WRITTEN TASK A -
How many lines in the entries contain the word "woman"? Reply with the number alone.

EXCERPT PROVIDED -
———

Orange Forum • View topic - clustering question

## clustering question

A place to ask questions about methods in Orange and how they are used and other general support.

### clustering question

Hello,

Maybe I get some help on this site.

I am looking for a clustering algorithm that won't be budged by points density and will be able to isolate one point as a cluster even when facing high density groups at other clusters.

I would like to give my example:

I have around 100 points scatter around x=1 y=1
I have another 100 points scatter around point x=1.2 y=1.2
Now I had another point (just one) at x=100 y=100

I would like an algorithm that will see it either as a new cluster or will see the 2000 points as one cluster and the last one as another cluster.

Most algorithms I tested join the last point to one of the groups... even when I define more then 3 groups (I tried even 10), non isolated it.

What type of algorithm will be able to deal with such scenarios?
my real data set is 5D and not 2D as I presented here. Be glad to provide it anyone want to play with it.

I will appreciate any help on this matter,
T.

First, sorry for a late reply. Most of the data analysis algorithms would (correctly) view your [100, 100] point as an outlier, and would not consider it as an independent cluster. An outlier detection algorithm (such as the one in Orange) should detect such a data point. However, if you would run hierarchical clustering on your data set, and then cut the clustering so that to obtain two or three clusters, you would indeed have this particular point "as a separate cluster" (try using Hiearchical Clustering widget on your data).

### Have you looked at MST-based clustering algos?

You're probably looking for a graph-based (MST-based) clustering algo. Here is a link to an algo that I've found highly useful: http://people.cs.uchicago.edu/~pff/segment/

If you define your pairwise metric appropriately, the dimensionality of your space will no longer matter.

I have it coded in Matlab, can port it to Python if there is enough interest.

Yakov

———

DATA PROVIDED -
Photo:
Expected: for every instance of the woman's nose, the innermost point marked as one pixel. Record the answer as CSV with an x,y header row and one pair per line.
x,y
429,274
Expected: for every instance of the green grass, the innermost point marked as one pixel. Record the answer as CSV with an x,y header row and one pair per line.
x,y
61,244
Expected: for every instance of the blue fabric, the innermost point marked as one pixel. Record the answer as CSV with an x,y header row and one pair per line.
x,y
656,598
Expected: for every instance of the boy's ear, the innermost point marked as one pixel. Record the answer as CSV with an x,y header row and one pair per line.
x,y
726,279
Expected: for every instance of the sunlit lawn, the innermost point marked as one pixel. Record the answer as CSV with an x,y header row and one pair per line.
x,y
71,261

———

WRITTEN TASK B -
Can you repeat, unchanged, the passage of the clustering thread from "What type of" to "on your data)."?

REPLY A -
1

REPLY B -
What type of algorithm will be able to deal with such scenarios?
my real data set is 5D and not 2D as I presented here. Be glad to provide it anyone want to play with it.

I will appreciate any help on this matter,
T.

First, sorry for a late reply. Most of the data analysis algorithms would (correctly) view your [100, 100] point as an outlier, and would not consider it as an independent cluster. An outlier detection algorithm (such as the one in Orange) should detect such a data point. However, if you would run hierarchical clustering on your data set, and then cut the clustering so that to obtain two or three clusters, you would indeed have this particular point "as a separate cluster" (try using Hiearchical Clustering widget on your data).